• _What is needed_: Below are some records; retype all of them exactly.

(Data items)
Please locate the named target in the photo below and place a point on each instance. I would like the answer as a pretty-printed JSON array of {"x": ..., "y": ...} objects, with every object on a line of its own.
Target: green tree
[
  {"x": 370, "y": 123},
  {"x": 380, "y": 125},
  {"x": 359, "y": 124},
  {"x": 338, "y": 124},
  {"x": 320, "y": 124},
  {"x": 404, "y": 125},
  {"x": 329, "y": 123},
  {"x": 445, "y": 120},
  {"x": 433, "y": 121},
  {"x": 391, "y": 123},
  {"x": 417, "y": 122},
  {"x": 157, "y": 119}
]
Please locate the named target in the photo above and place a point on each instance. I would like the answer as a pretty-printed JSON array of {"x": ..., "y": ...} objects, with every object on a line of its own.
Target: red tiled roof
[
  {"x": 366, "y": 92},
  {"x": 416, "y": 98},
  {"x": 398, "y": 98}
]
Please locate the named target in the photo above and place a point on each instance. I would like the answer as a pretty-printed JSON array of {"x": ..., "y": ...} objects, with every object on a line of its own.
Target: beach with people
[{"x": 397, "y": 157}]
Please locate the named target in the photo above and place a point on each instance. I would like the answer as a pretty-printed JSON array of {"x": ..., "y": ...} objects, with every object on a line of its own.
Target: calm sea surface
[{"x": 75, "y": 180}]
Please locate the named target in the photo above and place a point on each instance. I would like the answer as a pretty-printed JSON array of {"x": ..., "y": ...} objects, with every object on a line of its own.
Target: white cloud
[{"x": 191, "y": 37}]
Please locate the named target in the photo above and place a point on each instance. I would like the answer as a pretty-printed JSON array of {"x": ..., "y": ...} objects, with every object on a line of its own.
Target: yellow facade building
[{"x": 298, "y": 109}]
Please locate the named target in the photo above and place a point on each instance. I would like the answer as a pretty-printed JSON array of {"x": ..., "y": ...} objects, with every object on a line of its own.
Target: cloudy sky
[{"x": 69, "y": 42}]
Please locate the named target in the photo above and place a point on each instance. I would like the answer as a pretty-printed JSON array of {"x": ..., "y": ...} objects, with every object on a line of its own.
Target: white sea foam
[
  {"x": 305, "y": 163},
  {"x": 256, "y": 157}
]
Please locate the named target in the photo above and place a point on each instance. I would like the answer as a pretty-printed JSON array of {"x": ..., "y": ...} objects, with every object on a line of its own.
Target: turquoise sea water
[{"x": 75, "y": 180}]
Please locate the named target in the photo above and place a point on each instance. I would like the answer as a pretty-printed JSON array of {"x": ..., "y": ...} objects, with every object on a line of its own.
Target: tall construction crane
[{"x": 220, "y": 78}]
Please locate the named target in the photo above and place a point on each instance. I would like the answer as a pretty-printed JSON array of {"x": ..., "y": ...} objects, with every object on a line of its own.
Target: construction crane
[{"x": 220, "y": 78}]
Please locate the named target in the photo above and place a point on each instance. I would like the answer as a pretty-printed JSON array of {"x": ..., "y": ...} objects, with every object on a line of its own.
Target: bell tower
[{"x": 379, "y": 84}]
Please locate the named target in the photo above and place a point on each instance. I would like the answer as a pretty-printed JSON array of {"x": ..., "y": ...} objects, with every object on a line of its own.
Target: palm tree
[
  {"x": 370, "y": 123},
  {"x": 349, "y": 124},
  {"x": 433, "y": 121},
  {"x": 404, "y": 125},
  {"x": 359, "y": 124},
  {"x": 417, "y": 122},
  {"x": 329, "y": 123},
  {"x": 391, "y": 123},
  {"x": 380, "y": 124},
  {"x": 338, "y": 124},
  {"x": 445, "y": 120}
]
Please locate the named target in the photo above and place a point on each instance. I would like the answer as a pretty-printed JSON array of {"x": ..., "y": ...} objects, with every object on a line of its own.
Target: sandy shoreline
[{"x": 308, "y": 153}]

• _Output_:
Please locate the named target in the photo below and place a point on each instance. I would like the answer as a pretty-printed JSON array of {"x": ..., "y": ...} objects, with every object on a line of its own.
Target: green tree
[
  {"x": 370, "y": 123},
  {"x": 380, "y": 125},
  {"x": 359, "y": 124},
  {"x": 338, "y": 124},
  {"x": 320, "y": 124},
  {"x": 404, "y": 125},
  {"x": 329, "y": 123},
  {"x": 445, "y": 120},
  {"x": 433, "y": 121},
  {"x": 391, "y": 123},
  {"x": 417, "y": 122},
  {"x": 157, "y": 119}
]
Please locate the named target in the photo above and place a point on each instance. I would like the answer as a pretty-printed JSON array of {"x": ..., "y": ...} objects, with every object on a line of its own.
Target: red tiled roof
[
  {"x": 366, "y": 92},
  {"x": 416, "y": 98},
  {"x": 398, "y": 98}
]
Please locate the named target in the photo above and place a point on each instance. I would like the answer as a pretty-printed JSON array of {"x": ..., "y": ...} objects, with every object on a line of its own.
Target: beach with people
[{"x": 397, "y": 157}]
Please locate the named target in the photo above and place a point on each instance. I would like the answer as a pretty-printed JSON array of {"x": ..., "y": ...} objects, with every object on a line of its own.
Target: calm sea surface
[{"x": 75, "y": 180}]
Please locate the named target in the photo above and place a point on each instance. I would like the answer as a pretty-printed JSON array of {"x": ..., "y": ...} objects, with every object on a line of its own.
Target: white cloud
[{"x": 191, "y": 37}]
Please locate the named target in the photo above and place a point on each instance. I would like the answer as a pretty-printed JSON array of {"x": ..., "y": ...} objects, with every object on a line of its own.
Target: yellow facade building
[{"x": 298, "y": 109}]
Please locate the named target in the photo above and place a point on each instance. I would like the answer as a pretty-printed JSON array of {"x": ..., "y": ...} objects, with every object on a line of its own.
Target: cloudy sky
[{"x": 69, "y": 42}]
Please locate the named target in the photo above and place a point on each instance. I would like the answer as a pretty-printed JSON array of {"x": ..., "y": ...} objects, with every object on a line of its own.
Target: white sea foam
[
  {"x": 305, "y": 163},
  {"x": 256, "y": 157}
]
Please locate the named target in the photo above and place a point on each instance. I would like the answer as a pretty-printed JSON array of {"x": ..., "y": ...} objects, with every object on a line of its own.
Target: turquoise sea water
[{"x": 75, "y": 180}]
Please locate the named target in the photo above and place a point on each instance. I would like the answer as a pretty-printed JSON array of {"x": ..., "y": ...} objects, with every object on a line of its own.
Target: tall construction crane
[{"x": 220, "y": 78}]
Please locate the named target in the photo above and place a point on each instance. I would like the answer as a pretty-printed JSON array of {"x": ..., "y": ...} objects, with every object on a line of its own.
Target: construction crane
[{"x": 220, "y": 78}]
Please locate the named target in the photo above and place a point on each instance. I would like the answer as a pretty-printed JSON array of {"x": ..., "y": ...} objects, with every object on a line of its own.
Target: bell tower
[{"x": 379, "y": 84}]
Please locate the named target in the photo above and place a point on each instance. I would like the answer as a pretty-printed JSON array of {"x": ..., "y": ...} objects, with every object on a line of its own.
Target: palm tree
[
  {"x": 370, "y": 123},
  {"x": 349, "y": 124},
  {"x": 433, "y": 121},
  {"x": 404, "y": 125},
  {"x": 359, "y": 124},
  {"x": 417, "y": 122},
  {"x": 329, "y": 123},
  {"x": 391, "y": 123},
  {"x": 380, "y": 124},
  {"x": 338, "y": 124},
  {"x": 445, "y": 120}
]
Please locate the named target in the photo above and place a point on each instance. I would like the answer as a pretty-printed JSON array of {"x": ..., "y": ...} objects, with every object on a line of its own.
Target: sandy shoreline
[{"x": 308, "y": 153}]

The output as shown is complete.